* What this task involves
The answer must consist of every line below that holds the word "curtain".
----
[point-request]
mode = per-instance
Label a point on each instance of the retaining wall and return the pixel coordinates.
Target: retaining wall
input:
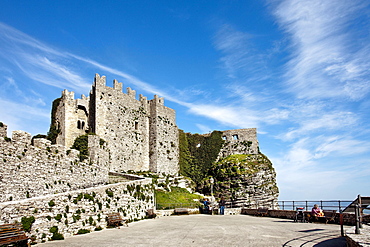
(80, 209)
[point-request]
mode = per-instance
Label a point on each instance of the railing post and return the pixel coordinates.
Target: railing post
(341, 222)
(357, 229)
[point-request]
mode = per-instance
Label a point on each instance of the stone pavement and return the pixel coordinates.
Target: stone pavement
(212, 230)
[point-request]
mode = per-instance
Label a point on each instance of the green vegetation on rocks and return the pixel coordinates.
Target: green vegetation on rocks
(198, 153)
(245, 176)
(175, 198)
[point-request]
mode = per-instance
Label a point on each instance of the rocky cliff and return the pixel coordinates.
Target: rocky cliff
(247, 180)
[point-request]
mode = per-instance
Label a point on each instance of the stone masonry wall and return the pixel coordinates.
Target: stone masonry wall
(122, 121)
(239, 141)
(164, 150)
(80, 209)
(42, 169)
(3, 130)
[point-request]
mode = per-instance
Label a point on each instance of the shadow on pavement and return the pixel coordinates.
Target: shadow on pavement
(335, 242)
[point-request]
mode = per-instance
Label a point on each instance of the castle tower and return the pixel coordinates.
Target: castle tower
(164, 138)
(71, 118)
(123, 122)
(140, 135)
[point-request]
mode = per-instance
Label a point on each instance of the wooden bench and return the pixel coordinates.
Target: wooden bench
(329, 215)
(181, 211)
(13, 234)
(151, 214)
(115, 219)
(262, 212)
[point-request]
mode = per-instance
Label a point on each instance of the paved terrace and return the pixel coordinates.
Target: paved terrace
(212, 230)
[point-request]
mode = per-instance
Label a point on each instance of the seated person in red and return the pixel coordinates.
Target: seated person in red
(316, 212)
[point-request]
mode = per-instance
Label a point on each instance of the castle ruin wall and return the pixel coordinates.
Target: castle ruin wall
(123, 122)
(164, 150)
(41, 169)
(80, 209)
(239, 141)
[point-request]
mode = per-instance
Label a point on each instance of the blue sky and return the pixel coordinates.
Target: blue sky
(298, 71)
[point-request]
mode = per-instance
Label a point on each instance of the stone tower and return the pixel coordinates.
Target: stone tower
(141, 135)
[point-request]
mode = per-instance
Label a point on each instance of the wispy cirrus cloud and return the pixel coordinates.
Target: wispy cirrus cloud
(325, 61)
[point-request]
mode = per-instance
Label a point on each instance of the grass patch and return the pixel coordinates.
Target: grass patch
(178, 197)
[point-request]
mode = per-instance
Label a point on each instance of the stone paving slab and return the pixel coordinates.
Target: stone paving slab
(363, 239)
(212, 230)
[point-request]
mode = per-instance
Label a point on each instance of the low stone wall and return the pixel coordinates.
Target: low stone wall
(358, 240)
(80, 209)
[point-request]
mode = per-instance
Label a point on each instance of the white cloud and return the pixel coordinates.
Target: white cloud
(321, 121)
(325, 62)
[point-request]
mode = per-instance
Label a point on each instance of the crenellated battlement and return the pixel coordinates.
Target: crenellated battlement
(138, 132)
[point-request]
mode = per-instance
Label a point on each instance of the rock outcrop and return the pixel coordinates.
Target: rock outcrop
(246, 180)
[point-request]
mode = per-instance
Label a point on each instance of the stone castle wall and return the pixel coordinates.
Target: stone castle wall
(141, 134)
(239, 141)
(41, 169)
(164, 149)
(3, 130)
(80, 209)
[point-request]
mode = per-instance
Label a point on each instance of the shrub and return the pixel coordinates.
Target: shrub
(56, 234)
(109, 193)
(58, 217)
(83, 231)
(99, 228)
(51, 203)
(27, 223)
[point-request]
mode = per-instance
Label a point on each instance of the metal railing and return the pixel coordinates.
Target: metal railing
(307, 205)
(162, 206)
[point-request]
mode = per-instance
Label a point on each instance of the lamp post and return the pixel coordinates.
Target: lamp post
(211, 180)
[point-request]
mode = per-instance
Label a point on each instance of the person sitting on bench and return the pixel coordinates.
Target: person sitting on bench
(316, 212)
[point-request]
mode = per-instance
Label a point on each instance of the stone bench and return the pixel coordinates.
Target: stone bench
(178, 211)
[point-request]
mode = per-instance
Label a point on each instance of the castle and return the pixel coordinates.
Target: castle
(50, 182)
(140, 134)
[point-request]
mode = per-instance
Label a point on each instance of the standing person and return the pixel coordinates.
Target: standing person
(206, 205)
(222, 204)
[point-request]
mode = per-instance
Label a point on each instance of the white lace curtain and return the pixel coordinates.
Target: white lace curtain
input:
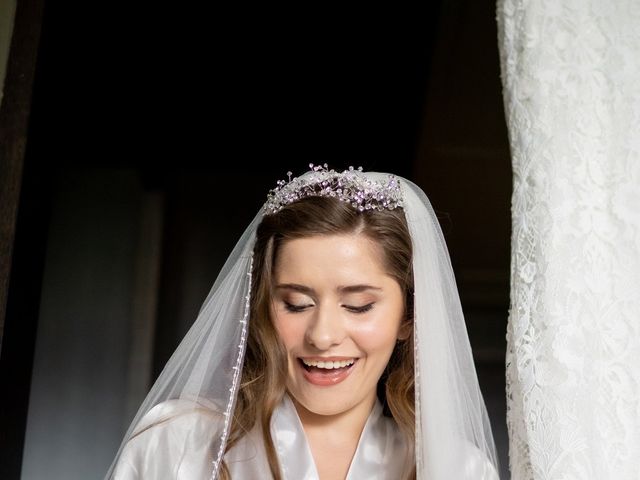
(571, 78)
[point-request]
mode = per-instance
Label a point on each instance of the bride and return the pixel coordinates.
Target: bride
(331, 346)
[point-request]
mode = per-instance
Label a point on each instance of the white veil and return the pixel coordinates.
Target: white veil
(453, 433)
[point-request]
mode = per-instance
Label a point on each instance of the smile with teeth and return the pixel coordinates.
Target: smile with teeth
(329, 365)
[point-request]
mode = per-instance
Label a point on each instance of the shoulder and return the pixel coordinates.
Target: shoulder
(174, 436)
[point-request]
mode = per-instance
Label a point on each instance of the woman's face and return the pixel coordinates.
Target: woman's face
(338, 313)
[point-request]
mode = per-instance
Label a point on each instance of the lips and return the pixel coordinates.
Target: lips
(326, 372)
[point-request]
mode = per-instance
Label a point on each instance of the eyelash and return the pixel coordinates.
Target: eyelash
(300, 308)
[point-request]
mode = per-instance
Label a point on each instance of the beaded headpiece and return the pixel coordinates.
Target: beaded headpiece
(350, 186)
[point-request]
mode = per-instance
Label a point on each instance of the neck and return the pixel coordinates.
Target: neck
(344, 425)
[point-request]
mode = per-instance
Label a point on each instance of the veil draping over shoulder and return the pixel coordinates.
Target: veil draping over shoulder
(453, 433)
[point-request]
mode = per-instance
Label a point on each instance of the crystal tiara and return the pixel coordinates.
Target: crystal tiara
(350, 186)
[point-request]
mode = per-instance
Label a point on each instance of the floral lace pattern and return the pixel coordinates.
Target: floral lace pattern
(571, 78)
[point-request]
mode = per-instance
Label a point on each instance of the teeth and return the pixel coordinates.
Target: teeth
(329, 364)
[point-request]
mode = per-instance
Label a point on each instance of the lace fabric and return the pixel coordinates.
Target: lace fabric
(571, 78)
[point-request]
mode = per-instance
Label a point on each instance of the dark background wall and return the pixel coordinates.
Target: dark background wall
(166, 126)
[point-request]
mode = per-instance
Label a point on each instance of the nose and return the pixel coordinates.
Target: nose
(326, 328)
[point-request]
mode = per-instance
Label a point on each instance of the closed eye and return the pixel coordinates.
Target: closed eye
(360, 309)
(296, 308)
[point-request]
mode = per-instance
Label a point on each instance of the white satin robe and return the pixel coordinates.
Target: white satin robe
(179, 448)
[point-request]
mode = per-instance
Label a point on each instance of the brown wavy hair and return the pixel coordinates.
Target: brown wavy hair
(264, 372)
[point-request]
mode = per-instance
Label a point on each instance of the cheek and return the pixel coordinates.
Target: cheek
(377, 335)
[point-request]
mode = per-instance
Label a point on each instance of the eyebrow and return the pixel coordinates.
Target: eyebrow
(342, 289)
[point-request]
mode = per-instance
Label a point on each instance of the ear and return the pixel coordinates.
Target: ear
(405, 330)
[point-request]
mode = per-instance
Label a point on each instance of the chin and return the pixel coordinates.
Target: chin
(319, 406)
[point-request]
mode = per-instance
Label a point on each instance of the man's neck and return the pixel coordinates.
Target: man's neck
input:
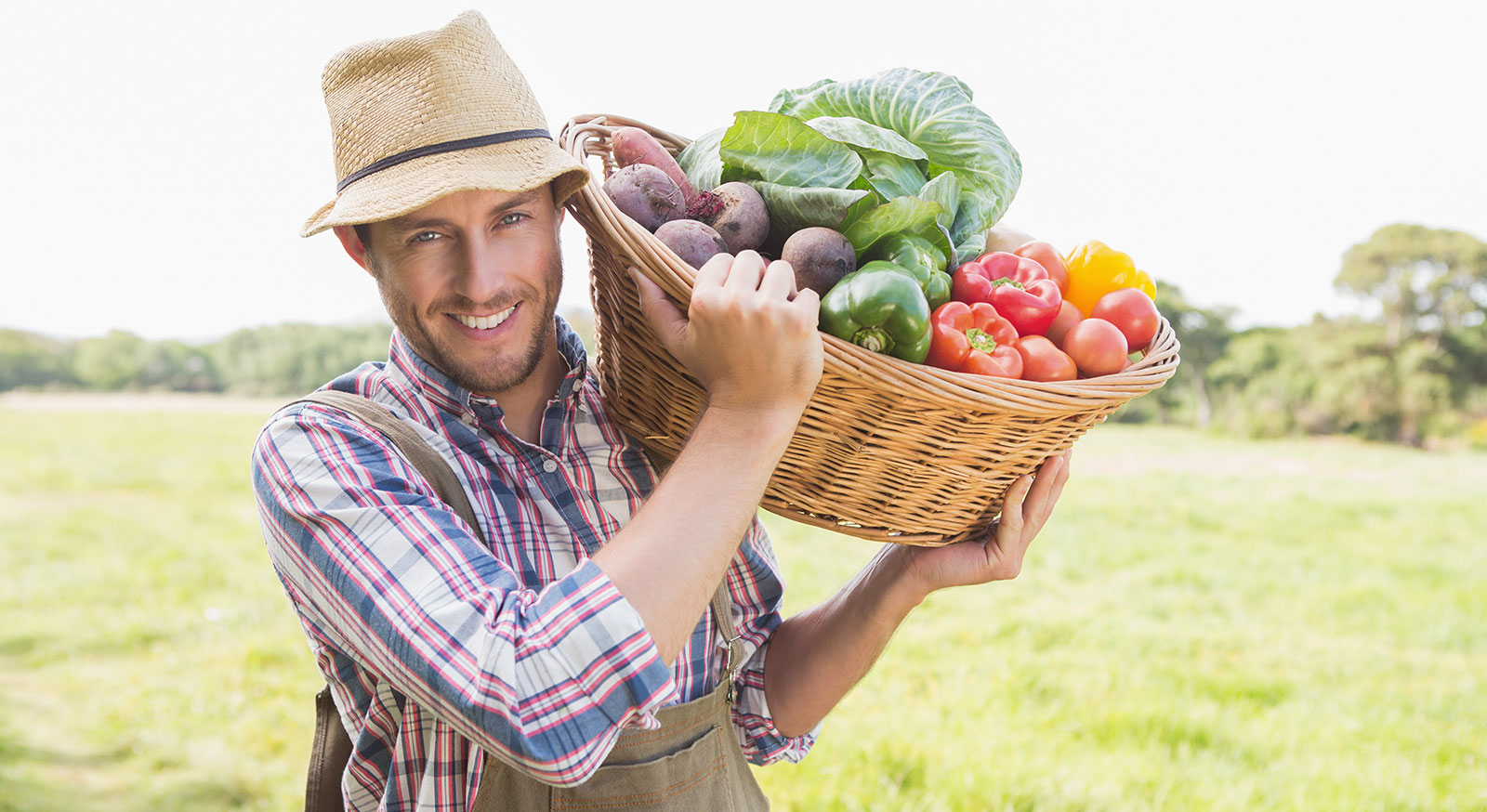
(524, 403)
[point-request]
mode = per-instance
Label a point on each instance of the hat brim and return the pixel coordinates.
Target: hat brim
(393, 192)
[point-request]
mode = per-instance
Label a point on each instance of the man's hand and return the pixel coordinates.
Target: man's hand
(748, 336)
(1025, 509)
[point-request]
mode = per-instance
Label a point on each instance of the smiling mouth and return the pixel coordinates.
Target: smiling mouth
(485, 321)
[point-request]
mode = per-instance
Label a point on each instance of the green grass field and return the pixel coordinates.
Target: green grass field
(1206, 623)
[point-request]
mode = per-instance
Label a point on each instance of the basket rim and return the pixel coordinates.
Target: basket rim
----
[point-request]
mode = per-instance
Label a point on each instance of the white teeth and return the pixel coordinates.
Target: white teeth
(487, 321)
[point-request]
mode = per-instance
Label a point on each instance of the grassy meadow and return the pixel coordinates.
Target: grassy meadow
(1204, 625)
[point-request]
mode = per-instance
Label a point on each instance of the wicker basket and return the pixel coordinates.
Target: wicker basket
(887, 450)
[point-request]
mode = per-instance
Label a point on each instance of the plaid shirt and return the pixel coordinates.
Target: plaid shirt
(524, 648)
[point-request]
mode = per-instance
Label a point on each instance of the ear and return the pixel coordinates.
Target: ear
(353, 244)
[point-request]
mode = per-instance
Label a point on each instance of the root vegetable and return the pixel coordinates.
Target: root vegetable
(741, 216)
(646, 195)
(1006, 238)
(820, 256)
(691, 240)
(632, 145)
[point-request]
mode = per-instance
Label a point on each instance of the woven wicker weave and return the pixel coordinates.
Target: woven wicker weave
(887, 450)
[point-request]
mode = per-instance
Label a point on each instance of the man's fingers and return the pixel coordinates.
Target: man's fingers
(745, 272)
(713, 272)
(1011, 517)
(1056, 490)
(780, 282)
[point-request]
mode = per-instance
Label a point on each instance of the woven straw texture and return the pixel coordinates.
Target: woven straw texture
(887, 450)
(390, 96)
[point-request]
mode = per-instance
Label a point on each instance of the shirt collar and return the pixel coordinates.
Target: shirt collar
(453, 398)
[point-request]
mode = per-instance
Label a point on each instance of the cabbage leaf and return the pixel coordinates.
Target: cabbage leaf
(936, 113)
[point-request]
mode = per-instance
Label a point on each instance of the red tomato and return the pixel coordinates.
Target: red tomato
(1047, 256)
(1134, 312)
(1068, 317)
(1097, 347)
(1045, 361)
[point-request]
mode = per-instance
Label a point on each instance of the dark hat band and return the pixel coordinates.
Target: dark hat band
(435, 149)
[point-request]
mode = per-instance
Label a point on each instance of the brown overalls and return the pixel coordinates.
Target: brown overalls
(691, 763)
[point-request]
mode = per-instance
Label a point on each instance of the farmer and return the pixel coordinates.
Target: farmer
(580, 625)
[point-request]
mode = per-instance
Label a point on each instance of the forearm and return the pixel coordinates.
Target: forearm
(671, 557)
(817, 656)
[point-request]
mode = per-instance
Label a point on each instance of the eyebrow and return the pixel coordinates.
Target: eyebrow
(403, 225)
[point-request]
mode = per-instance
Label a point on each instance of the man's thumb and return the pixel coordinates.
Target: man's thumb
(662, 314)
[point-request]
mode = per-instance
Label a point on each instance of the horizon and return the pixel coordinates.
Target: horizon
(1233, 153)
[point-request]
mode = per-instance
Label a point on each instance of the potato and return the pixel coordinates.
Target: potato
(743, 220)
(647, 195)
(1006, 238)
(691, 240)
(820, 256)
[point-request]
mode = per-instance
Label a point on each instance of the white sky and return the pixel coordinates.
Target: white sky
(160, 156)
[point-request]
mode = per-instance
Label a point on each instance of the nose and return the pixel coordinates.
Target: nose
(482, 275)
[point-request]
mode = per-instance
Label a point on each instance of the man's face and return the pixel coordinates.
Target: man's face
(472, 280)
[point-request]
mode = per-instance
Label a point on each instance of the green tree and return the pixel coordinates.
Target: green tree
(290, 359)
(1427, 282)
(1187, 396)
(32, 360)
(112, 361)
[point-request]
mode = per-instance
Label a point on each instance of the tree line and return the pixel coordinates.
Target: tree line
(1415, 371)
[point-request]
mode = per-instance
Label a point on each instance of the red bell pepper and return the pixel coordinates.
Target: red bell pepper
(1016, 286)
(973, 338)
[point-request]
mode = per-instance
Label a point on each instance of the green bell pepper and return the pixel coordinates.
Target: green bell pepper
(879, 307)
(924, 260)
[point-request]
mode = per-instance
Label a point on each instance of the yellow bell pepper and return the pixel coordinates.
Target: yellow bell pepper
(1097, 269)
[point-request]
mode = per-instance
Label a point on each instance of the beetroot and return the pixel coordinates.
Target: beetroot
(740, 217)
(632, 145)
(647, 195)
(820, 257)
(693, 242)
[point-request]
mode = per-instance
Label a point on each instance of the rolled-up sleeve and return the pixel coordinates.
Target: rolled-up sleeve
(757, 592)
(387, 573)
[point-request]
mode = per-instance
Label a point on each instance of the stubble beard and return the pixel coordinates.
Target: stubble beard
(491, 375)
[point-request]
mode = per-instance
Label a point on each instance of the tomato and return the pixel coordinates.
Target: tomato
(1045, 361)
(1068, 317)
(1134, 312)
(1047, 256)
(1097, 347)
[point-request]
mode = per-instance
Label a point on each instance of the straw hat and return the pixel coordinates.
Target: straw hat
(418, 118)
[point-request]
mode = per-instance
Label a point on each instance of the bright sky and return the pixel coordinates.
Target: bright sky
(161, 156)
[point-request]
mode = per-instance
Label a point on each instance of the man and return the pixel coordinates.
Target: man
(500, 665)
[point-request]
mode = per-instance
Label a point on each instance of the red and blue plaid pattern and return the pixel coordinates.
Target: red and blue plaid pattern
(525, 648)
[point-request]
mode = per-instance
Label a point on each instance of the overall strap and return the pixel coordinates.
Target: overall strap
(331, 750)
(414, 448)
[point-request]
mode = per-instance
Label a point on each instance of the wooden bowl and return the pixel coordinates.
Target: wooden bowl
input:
----
* Result for this exercise
Label a point on each instance of the white lace curtain and return the pixel coordinates.
Target: white lace curtain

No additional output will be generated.